▸ **Aufgaben**
1. Nenne die Fachkräfte, die laut dem Textauszug derzeit besonders gefragt sind.
2. Fasse den Textauszug über den Fachkräftemangel in zwei Sätzen zusammen.

Speziell gefragt seien derzeit insbesondere Gesundheitsspezialisten, IT-Fachkräfte und ingenieurtechnische Fachkräfte. «Wir gehen davon aus, dass sich der Fachkräftemangel weiterhin verschärfen wird.»

Neue Wege gehen

Was ist zu tun? Gemäss Jessica Jocham gibt es verschiedene Ansätze. Einer davon ist der Einsatz ausländischer Fachkräfte: Das inländische Personal kann besser eingesetzt werden, wenn die Unternehmen die eigene Belegschaft aus- und weiterbilden.

Oder – hier kommt das Temporärgeschäft wieder ins Spiel – das Unternehmen zieht externe Fachkräfte im Rahmen eines temporären Arbeitseinsatzes bei. Dies funktioniert auch bei Studierenden oder anderen Personen, die flexibel auf der Suche nach einer Beschäftigung sind.

▸ **Bereitgestelltes Material**
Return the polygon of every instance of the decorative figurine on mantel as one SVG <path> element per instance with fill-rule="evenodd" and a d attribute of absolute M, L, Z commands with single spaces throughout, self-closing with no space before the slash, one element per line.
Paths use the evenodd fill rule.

▸ **Lösungen**
1. Gesundheitsspezialisten, IT-Fachkräfte und ingenieurtechnische Fachkräfte

2. Derzeit sind vor allem Gesundheitsspezialisten, IT-Fachkräfte und ingenieurtechnische Fachkräfte gefragt, und man geht davon aus, dass sich der Fachkräftemangel weiter verschärft. Als Ansätze werden der Einsatz ausländischer Fachkräfte, die Aus- und Weiterbildung der eigenen Belegschaft und der Beizug externer Fachkräfte im Rahmen temporärer Arbeitseinsätze genannt, was auch bei Studierenden funktioniert.